START DATA LISTING

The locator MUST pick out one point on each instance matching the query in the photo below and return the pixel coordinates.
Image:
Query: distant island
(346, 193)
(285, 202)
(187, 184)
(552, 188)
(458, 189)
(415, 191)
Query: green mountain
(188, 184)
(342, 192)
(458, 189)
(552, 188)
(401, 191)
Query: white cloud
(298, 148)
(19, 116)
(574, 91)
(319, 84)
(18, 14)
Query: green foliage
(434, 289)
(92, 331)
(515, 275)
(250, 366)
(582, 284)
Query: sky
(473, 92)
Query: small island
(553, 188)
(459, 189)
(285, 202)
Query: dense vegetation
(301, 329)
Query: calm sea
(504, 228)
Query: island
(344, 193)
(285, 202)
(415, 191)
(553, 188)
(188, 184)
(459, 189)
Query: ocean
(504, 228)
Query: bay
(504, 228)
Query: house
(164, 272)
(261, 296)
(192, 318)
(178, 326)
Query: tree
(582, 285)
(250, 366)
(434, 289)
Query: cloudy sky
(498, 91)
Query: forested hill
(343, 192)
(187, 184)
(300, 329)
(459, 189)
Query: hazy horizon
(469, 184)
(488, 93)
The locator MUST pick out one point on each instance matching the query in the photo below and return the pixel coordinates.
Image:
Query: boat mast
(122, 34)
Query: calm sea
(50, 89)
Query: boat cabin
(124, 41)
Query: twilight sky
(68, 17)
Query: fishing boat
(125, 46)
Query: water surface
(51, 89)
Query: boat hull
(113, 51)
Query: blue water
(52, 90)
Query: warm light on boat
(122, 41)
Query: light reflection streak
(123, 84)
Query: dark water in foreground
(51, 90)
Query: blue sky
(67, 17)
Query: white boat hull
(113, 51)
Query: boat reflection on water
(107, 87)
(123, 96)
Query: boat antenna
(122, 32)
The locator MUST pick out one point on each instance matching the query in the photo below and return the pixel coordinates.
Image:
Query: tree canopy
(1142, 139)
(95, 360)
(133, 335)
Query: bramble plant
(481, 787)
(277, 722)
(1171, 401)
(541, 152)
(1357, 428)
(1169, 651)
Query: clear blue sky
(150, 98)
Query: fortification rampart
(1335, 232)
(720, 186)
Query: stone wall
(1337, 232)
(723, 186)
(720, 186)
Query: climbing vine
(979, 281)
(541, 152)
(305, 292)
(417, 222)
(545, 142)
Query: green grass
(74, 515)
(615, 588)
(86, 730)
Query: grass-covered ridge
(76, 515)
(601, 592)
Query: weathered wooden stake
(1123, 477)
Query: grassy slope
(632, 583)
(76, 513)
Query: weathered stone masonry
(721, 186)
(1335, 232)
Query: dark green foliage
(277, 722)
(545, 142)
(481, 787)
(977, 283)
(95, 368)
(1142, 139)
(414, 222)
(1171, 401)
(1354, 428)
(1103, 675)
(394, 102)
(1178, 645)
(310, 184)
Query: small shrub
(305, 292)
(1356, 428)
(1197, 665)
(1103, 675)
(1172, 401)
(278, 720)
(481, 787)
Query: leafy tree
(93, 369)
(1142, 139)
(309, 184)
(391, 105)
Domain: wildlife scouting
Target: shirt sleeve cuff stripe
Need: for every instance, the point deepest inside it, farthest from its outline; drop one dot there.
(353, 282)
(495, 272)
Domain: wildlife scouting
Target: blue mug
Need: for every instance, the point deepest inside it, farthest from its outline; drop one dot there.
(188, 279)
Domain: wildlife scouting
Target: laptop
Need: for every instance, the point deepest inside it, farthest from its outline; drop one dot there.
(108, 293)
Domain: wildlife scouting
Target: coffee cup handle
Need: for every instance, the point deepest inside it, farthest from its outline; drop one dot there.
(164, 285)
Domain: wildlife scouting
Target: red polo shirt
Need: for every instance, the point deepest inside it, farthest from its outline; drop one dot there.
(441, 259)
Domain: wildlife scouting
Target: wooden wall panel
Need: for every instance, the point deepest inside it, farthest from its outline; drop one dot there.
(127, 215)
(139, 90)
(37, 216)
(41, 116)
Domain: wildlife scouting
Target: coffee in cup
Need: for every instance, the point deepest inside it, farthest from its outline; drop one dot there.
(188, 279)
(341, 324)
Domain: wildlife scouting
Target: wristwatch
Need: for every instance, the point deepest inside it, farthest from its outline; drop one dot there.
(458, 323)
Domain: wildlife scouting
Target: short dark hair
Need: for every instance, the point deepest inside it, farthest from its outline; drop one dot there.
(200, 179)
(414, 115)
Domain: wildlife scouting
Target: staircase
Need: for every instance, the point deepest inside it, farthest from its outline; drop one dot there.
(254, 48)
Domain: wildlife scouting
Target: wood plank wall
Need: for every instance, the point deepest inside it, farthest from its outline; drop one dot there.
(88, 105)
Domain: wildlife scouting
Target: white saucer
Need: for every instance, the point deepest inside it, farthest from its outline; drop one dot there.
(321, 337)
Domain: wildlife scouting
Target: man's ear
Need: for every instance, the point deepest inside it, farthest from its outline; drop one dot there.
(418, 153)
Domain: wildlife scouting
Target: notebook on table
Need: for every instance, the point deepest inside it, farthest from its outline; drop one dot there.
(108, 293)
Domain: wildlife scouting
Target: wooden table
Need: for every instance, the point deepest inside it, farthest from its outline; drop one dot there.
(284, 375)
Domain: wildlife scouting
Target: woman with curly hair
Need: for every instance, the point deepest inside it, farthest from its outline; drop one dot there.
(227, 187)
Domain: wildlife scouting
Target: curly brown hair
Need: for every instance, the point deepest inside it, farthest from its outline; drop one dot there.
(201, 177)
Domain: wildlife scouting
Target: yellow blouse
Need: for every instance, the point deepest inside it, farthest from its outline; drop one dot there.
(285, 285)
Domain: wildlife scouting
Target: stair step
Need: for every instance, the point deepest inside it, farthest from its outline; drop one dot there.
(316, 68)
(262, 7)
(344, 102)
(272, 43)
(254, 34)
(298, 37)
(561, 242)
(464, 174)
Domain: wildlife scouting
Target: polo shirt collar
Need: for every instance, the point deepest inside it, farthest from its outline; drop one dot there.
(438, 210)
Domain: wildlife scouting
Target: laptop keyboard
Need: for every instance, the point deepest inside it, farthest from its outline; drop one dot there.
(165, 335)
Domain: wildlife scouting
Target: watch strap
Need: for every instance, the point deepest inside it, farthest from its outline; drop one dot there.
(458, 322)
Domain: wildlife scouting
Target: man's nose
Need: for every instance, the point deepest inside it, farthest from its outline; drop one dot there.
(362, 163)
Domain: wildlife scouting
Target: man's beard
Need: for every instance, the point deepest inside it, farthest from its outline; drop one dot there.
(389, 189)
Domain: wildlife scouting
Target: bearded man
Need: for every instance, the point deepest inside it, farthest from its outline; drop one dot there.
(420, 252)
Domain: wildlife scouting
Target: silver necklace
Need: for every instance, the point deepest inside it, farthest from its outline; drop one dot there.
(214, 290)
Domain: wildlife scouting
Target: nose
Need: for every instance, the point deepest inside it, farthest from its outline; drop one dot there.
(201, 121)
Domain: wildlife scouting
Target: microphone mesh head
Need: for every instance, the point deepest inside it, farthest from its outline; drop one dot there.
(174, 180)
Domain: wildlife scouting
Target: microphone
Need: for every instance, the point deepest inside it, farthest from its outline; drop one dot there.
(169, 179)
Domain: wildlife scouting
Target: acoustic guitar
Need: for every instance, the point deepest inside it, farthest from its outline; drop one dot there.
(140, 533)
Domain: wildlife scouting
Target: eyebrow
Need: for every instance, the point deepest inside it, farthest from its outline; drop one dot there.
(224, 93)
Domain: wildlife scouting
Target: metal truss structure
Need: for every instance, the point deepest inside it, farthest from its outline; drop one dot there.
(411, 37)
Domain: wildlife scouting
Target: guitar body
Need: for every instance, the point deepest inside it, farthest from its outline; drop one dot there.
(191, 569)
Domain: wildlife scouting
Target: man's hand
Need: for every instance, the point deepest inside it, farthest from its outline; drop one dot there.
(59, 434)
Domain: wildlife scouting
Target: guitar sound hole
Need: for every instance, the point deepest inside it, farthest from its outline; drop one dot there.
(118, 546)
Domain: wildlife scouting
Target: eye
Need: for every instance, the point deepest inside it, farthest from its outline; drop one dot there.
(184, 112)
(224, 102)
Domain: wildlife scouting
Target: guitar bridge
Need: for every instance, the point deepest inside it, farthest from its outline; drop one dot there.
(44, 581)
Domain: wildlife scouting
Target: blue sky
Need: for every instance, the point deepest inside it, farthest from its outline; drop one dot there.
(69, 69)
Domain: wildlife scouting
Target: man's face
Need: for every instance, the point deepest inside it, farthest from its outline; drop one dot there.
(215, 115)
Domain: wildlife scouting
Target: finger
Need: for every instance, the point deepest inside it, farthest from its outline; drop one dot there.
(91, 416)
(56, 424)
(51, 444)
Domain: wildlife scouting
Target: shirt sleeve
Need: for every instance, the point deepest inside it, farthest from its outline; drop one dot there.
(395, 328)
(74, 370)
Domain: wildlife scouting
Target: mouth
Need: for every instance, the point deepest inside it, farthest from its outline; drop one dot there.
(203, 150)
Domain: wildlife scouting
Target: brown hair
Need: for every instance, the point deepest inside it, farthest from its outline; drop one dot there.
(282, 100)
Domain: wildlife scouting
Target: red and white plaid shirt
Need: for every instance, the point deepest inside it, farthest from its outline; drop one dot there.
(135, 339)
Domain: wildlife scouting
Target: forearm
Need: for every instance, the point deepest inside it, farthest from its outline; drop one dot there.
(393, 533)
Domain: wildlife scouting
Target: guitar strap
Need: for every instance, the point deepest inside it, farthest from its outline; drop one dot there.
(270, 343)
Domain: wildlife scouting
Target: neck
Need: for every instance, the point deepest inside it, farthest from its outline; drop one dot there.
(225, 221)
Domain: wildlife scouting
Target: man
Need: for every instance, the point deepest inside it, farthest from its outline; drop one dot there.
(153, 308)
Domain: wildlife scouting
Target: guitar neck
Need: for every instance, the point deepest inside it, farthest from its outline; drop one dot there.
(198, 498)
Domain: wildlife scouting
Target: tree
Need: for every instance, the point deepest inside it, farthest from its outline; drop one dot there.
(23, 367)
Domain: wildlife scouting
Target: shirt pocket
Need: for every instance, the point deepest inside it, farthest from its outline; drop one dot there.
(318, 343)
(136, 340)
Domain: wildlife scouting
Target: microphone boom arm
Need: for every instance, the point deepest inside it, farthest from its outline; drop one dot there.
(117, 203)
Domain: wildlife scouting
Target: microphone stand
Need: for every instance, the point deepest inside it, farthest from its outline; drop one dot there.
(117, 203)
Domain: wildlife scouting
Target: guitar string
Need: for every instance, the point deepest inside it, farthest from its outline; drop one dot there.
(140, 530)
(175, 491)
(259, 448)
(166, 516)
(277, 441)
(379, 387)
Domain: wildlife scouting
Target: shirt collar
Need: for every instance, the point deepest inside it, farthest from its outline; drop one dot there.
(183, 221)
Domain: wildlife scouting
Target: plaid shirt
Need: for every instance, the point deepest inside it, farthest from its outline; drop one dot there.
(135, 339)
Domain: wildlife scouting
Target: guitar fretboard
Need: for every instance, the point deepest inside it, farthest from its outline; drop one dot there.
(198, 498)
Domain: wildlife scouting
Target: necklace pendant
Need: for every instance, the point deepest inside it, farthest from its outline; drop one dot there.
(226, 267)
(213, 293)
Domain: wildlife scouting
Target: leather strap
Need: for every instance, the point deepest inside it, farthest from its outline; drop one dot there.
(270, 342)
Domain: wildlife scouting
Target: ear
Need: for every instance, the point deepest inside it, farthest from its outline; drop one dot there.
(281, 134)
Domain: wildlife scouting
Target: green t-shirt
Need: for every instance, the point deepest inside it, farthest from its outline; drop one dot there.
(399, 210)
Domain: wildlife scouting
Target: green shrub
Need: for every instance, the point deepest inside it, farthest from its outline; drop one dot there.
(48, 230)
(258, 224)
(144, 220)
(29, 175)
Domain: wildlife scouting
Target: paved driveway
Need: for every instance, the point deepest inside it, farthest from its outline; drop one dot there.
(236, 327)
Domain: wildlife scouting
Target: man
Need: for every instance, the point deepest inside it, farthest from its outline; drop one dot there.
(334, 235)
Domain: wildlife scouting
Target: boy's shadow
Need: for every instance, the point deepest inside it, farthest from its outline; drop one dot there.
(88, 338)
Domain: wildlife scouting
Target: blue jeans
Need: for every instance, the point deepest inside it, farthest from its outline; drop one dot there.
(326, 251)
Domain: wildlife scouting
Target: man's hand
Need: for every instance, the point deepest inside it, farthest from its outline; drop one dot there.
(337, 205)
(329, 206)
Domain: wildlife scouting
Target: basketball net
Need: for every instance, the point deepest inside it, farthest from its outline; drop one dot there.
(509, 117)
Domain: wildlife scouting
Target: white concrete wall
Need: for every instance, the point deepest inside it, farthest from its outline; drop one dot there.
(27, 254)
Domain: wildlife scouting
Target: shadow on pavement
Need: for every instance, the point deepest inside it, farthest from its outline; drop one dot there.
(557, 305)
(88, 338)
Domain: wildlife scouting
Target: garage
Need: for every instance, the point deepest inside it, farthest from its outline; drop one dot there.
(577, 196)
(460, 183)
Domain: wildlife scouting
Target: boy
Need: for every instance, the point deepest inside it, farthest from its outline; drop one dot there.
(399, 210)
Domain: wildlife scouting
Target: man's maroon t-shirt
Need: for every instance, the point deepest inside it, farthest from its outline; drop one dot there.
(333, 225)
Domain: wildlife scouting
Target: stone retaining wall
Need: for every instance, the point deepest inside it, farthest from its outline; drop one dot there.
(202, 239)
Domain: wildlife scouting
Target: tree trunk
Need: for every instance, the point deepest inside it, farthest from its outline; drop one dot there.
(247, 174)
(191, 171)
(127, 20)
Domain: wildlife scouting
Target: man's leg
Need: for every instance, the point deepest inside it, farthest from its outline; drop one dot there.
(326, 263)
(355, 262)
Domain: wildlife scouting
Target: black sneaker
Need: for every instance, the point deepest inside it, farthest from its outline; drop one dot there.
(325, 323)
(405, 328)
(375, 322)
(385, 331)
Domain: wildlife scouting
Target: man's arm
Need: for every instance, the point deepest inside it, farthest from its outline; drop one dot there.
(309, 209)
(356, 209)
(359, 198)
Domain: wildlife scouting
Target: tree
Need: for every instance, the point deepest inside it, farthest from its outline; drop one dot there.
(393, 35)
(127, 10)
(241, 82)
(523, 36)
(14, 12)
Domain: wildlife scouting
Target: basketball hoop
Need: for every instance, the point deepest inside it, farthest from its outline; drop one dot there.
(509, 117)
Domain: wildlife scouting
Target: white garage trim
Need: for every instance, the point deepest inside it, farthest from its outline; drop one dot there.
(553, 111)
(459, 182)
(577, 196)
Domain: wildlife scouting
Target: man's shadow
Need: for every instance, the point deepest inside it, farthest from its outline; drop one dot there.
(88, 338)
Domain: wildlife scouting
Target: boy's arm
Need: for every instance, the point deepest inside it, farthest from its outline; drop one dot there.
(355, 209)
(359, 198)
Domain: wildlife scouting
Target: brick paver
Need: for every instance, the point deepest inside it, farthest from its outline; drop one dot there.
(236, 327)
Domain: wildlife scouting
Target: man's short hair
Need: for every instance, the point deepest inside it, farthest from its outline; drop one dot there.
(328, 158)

END DATA LISTING

ACTION ITEM » Only the lines above starting with the one with "Target: man's maroon t-shirt" and going through the one with "Target: man's shadow" are to be copied, word for word and with both ends kept.

ANSWER TO THE PROBLEM »
Target: man's maroon t-shirt
Need: for every instance, the point deepest inside it, farthest from its outline; drop one dot there.
(333, 225)
Domain: wildlife scouting
Target: stone retaining wall
Need: for every instance, the point deepest inside it, farthest from its outline; drop one dot there.
(202, 239)
Domain: wildlife scouting
Target: tree trunk
Need: for every instance, the point deepest inside it, farthest from its outline; drop one dot there.
(247, 174)
(191, 171)
(127, 20)
Domain: wildlife scouting
Target: man's leg
Need: for every instance, the point deepest inside it, farthest from its outline; drop one dot there.
(326, 263)
(355, 262)
Domain: wildlife scouting
Target: black sneaker
Need: for every instance, the point deepest inside it, farthest from its outline; drop one dot there.
(325, 323)
(405, 328)
(375, 322)
(385, 331)
Domain: wildlife scouting
Target: man's arm
Need: for every instance, the point deepest inside it, farthest from its outline; drop one dot there.
(309, 209)
(356, 209)
(359, 198)
Domain: wildlife scouting
Target: tree
Need: for every instance, the point deepest inside it, farthest from its outline; drop one dot there.
(393, 35)
(127, 10)
(241, 82)
(523, 36)
(14, 12)
Domain: wildlife scouting
Target: basketball hoop
Need: for every instance, the point deepest inside it, farthest from its outline; drop one dot there.
(509, 117)
Domain: wildlife scouting
Target: white garage trim
Need: for every instance, the point deepest inside it, farthest from its outline; drop one dot there.
(553, 111)
(459, 182)
(577, 196)
Domain: wildlife scouting
Target: man's shadow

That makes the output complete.